▸ **Passage given**
****************************************
But he drives too fast, and unable to stop in time for a red light, he crashes into another limousine. That one is occupied by gangsters. They tell their driver to get out, and go check who is driver the other car. “If we are kruche (tough guys),” they say, “we’ll collect a lot of money for the damage. If they are kruche, we’ll drive away.”

The gangsters’ driver goes over to the car, takes one look, runs back, and hits the accelerator. “Hey, what happened?” his pals ask. “I don’t know who was in the back,” he replies. “But Yeltsin is their driver.”

It has been a month now since Yeltsin sacked his government, and there has been na’end of speculation about who is in the back seat.

What is missing from the public speeches, private comments, and corridor gossip — from Prime Minister Sergei Stepashin and his ministers, as well as from Yeltsin and his family — is which way they think the limousine of state is headed.

For a state on the edge of international default, facing trade war in the United States, and shooting war in Yugoslavia, that silence is deafening.

Stepashin, and his economic policy deputies Nikolai Aksyonenko and Victor Khristenko, could have afforded to make a clean break with the tax measures the International Monetary Fund (IMF) has demanded, especially the gasoline station tax. That is because it was their predecessors, Prime Minister Yevgeny Primakov and First Deputy Prime Minister Yury Maslyukov, who accepted them, and pronounced them such a good idea

The stupidity of Primakov for proposing to tax ordinary Russian even harder to pay debts to the IMF incurred by such hated figures as Anatoly Chubais and Sergei Kiriyenko — raising inflation and adding to corruption— should have been a tempting target for the Kremlin. Instead, all Aksyonenko could say was that the IMF conditions must be accepted “because the country is on the edge of default.”

Khristenko offered an even lamer excuse. He said the gas tax should be enacted because it aims to collect only what the vendors are already evading in their tax payments.
****************************************
▸ **Rows from a dataset**
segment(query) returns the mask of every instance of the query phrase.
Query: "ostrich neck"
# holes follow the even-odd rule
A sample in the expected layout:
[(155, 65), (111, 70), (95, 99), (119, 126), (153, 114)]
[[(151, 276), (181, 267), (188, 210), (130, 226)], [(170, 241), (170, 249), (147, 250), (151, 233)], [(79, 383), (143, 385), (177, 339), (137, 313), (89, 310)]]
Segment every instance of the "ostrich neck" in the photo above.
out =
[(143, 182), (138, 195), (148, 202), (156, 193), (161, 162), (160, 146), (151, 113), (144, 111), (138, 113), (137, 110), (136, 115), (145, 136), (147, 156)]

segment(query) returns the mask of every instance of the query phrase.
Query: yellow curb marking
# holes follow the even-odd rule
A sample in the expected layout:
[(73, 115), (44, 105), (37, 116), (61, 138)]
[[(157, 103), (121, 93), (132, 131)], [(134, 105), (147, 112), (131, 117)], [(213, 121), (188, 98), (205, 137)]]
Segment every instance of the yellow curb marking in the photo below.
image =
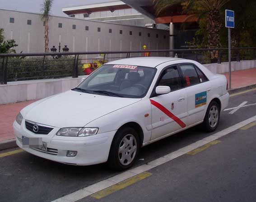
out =
[(207, 148), (209, 148), (212, 145), (214, 145), (214, 144), (217, 144), (218, 143), (219, 143), (221, 141), (219, 140), (214, 140), (211, 142), (209, 142), (204, 145), (202, 146), (201, 147), (199, 147), (191, 151), (190, 152), (188, 152), (186, 154), (189, 154), (190, 155), (194, 155), (200, 152), (202, 152), (204, 150), (205, 150)]
[(0, 153), (0, 158), (2, 157), (7, 157), (8, 156), (12, 155), (16, 153), (20, 153), (23, 152), (22, 149), (17, 149), (17, 150), (12, 151), (11, 152), (6, 152), (5, 153)]
[(252, 89), (250, 89), (248, 90), (245, 90), (244, 91), (240, 92), (240, 93), (234, 93), (233, 94), (231, 94), (229, 97), (232, 97), (234, 96), (236, 96), (237, 95), (239, 95), (240, 94), (244, 94), (246, 93), (249, 93), (249, 92), (253, 91), (256, 90), (256, 88), (253, 88)]
[(144, 180), (152, 175), (152, 173), (148, 172), (140, 173), (122, 182), (114, 184), (111, 187), (105, 189), (102, 191), (100, 191), (99, 192), (94, 193), (91, 195), (91, 197), (97, 198), (97, 199), (100, 199), (120, 189), (122, 189), (128, 186), (134, 184), (139, 181)]
[(252, 127), (255, 126), (256, 126), (256, 121), (254, 121), (254, 122), (252, 122), (251, 123), (249, 123), (248, 125), (247, 125), (246, 126), (245, 126), (243, 127), (242, 127), (242, 128), (239, 128), (240, 130), (247, 130), (249, 129), (250, 128), (251, 128)]

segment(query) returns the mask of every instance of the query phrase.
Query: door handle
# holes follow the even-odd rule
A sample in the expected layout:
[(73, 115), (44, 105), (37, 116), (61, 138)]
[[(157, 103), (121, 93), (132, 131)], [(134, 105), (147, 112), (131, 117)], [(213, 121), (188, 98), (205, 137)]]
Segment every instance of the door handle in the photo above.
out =
[(179, 102), (182, 102), (185, 100), (185, 97), (181, 97), (178, 99)]

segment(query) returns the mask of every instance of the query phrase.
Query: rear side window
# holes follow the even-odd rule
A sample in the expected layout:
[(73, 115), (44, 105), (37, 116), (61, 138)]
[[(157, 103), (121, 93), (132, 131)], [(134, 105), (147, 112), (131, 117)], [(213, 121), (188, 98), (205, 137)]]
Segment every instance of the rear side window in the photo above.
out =
[(180, 67), (183, 75), (185, 86), (189, 86), (200, 83), (194, 65), (182, 64), (180, 65)]
[(198, 74), (198, 77), (199, 77), (199, 81), (200, 83), (203, 83), (204, 82), (208, 81), (208, 79), (205, 76), (205, 75), (204, 74), (203, 72), (200, 70), (198, 68), (195, 67), (195, 70)]
[(169, 86), (172, 91), (182, 88), (177, 67), (172, 67), (165, 70), (160, 78), (158, 85)]

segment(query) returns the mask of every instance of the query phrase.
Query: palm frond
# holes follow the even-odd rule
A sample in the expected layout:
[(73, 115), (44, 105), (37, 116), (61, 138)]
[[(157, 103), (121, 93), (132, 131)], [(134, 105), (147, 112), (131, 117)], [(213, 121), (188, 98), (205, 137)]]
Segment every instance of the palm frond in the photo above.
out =
[(53, 4), (54, 0), (44, 0), (43, 4), (41, 5), (41, 20), (43, 22), (47, 21), (51, 14), (51, 10)]

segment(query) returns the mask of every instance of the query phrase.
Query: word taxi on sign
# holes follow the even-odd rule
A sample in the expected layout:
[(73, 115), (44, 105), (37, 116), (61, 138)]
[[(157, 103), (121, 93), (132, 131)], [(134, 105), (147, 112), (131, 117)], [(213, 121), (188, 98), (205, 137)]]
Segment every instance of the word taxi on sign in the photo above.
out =
[(235, 28), (235, 13), (233, 10), (226, 10), (226, 27)]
****************************************
▸ **Task list**
1. According to the passage about Yeltsin's government, why did Aksyonenko say the IMF conditions must be accepted?
2. Echo the passage about Yeltsin's government, everything from "But he drives" down to "the back seat.".

▸ **Answers to the problems**
1. Because the country is on the edge of default.

2.
But he drives too fast, and unable to stop in time for a red light, he crashes into another limousine. That one is occupied by gangsters. They tell their driver to get out, and go check who is driver the other car. “If we are kruche (tough guys),” they say, “we’ll collect a lot of money for the damage. If they are kruche, we’ll drive away.”

The gangsters’ driver goes over to the car, takes one look, runs back, and hits the accelerator. “Hey, what happened?” his pals ask. “I don’t know who was in the back,” he replies. “But Yeltsin is their driver.”

It has been a month now since Yeltsin sacked his government, and there has been na’end of speculation about who is in the back seat.